- Exercise requirements: How many lines in the items below contain the word "jacket"? Reply with the number alone.

- Data extract:
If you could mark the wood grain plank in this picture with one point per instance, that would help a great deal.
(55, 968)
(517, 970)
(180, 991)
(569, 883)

--

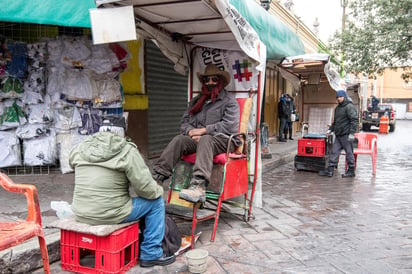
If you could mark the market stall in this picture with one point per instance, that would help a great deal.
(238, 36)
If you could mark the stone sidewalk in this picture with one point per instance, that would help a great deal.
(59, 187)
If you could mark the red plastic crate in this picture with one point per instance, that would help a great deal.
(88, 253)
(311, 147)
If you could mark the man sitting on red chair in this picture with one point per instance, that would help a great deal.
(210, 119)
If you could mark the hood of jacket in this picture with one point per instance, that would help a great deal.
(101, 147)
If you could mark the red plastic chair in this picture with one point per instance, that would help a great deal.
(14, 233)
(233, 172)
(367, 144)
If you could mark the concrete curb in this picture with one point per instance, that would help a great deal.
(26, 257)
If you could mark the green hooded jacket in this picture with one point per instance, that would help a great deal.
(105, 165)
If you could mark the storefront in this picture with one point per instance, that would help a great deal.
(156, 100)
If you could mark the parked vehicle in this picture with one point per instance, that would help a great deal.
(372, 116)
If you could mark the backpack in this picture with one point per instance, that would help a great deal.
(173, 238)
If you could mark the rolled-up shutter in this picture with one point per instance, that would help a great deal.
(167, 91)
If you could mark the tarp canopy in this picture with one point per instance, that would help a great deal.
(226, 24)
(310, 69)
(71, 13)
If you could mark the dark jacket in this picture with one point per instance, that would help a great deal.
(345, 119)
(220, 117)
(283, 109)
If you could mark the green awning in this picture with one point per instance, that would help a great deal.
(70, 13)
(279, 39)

- Full answer: 3